## EXTRACT
============

Talented baker Ann bakes a doggone good cake to brighten the lives of her care home’s residents

Mario and Gill Kreft of Pendine Park Care Homes pictured with Ann Chapman Care Home Manager at Bodlondeb, Wrexham who turns her hand to baking cakes.

A care home manager is giving Mary Berry a run for her money as the Queen of Cakes with her latest masterpiece in the shape of a pedigree dog.

Mario and Gill Kreft of Pendine Park Care Homes pictured with Ann Chapman Care Home Manager at Bodlondeb, Wrexham who turns her hand to baking cakes.

When Ann Chapman from the Pendine Park care organisation was asked to make a baked version of Daisy the snowy white Samoyed, she took to the task without a single paws for thought.

And the tail had a happy ending because about a week later Ann, who runs the Bodlondeb dementia centre of excellence in Wrexham, displayed her flair for culinary magic with an 18 inch tall model of Daisy.

Before it was cut into portions, the stunning cake was being widely admired by Ann’s fellow staff members and residents at the Bodlondeb where she’s been in charge since it opened seven years ago.

Daisy is one of two Samoyeds owned by Mario and Gill Kreft, the proprietors of the Pendine Park care organisation.

Five year old Daisy and her sister, Rosie, three, are regular visitors to the organisation’s eight care home where they are firm favourites with the residents.

============

## TASK TO COMPLETE
In the article about the dog-shaped cake, how tall was Ann's model of Daisy? The rows aren't needed here.

============

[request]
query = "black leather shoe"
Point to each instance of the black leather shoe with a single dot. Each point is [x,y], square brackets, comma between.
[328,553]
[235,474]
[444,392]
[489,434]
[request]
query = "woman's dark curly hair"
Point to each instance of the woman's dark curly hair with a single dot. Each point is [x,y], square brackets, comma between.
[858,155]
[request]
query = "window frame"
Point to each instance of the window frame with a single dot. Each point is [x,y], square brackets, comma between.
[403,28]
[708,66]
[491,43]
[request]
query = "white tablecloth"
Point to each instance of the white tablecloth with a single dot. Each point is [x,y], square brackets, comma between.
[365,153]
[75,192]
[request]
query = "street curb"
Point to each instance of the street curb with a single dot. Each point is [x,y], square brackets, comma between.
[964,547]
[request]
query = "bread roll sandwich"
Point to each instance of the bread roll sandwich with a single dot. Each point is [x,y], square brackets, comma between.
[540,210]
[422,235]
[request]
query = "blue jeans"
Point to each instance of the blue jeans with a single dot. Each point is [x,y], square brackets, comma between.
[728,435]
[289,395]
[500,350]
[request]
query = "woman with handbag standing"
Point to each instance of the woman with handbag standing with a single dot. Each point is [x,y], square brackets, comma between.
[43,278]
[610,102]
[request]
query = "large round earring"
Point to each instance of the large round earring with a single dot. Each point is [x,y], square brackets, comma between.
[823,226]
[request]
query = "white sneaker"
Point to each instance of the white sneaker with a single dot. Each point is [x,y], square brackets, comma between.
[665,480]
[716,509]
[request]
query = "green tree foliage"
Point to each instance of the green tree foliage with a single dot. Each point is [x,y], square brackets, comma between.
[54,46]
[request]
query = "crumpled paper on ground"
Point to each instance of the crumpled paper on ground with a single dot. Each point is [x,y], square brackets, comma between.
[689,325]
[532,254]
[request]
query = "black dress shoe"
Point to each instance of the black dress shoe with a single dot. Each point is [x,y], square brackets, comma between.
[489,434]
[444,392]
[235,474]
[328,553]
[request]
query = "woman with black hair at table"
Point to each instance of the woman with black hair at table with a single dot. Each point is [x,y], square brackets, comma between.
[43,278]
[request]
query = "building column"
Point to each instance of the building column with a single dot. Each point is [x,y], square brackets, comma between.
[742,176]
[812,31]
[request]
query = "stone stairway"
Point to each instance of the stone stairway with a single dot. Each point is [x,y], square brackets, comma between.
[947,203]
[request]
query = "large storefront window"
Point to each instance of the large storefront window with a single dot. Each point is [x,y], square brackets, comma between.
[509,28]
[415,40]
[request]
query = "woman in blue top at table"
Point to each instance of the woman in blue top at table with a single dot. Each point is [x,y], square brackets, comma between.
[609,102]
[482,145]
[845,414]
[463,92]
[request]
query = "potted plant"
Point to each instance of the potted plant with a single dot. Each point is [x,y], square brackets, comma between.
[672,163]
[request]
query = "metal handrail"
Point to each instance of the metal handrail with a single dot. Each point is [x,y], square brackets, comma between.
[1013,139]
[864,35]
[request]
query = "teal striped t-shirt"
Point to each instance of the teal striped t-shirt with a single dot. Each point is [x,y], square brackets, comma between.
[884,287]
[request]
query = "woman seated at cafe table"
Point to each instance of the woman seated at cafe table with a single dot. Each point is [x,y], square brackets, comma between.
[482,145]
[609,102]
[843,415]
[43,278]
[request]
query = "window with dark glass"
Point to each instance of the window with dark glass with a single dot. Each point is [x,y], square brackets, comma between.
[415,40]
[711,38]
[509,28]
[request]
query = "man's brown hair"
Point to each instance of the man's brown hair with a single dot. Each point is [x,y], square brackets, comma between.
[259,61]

============

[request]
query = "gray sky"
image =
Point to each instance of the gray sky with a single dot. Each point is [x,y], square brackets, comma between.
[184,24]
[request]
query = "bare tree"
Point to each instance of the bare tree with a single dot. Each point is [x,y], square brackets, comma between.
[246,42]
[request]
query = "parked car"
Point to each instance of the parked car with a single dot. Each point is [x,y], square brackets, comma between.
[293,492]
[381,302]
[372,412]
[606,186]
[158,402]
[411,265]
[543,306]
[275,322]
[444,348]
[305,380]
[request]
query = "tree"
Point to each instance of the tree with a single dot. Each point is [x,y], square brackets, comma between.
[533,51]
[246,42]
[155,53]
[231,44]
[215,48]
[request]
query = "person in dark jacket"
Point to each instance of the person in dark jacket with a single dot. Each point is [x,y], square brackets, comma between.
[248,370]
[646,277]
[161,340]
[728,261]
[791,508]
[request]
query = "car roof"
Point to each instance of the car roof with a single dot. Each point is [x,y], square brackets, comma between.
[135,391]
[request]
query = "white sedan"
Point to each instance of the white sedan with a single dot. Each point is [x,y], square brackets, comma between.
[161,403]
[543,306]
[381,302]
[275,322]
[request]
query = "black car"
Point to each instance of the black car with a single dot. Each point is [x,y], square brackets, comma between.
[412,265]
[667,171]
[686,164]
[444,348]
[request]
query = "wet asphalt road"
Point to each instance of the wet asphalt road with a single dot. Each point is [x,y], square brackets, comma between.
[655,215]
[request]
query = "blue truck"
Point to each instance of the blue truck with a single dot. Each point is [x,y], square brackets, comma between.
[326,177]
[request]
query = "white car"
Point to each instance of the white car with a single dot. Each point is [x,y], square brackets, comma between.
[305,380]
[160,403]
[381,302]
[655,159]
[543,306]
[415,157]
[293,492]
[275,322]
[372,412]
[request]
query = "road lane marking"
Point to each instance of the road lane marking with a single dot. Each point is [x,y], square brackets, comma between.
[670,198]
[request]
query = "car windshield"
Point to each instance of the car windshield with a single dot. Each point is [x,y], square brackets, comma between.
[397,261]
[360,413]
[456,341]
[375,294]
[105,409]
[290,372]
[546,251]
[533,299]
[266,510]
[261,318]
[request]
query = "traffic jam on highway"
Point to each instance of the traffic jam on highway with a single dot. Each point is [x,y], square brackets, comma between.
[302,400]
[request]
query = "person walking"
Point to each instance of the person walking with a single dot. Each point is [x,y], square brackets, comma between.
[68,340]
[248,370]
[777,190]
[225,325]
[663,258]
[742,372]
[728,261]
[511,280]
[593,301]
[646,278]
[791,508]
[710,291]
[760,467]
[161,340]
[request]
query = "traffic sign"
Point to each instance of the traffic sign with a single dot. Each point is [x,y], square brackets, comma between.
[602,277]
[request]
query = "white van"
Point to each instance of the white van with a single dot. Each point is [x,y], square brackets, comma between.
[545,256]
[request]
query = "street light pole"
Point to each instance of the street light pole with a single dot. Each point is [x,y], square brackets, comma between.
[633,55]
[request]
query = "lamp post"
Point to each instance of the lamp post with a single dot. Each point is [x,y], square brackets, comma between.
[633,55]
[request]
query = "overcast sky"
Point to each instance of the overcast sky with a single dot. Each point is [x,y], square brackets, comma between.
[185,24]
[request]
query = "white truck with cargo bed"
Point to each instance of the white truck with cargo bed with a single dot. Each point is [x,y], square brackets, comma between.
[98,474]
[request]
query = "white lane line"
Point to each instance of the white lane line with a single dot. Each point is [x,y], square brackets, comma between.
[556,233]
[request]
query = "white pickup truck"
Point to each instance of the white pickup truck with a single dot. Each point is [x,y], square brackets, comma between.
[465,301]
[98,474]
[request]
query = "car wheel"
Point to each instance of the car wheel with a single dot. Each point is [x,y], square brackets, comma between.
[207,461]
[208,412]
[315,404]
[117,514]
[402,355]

============

## WRITTEN SOLUTION
18 inches tall.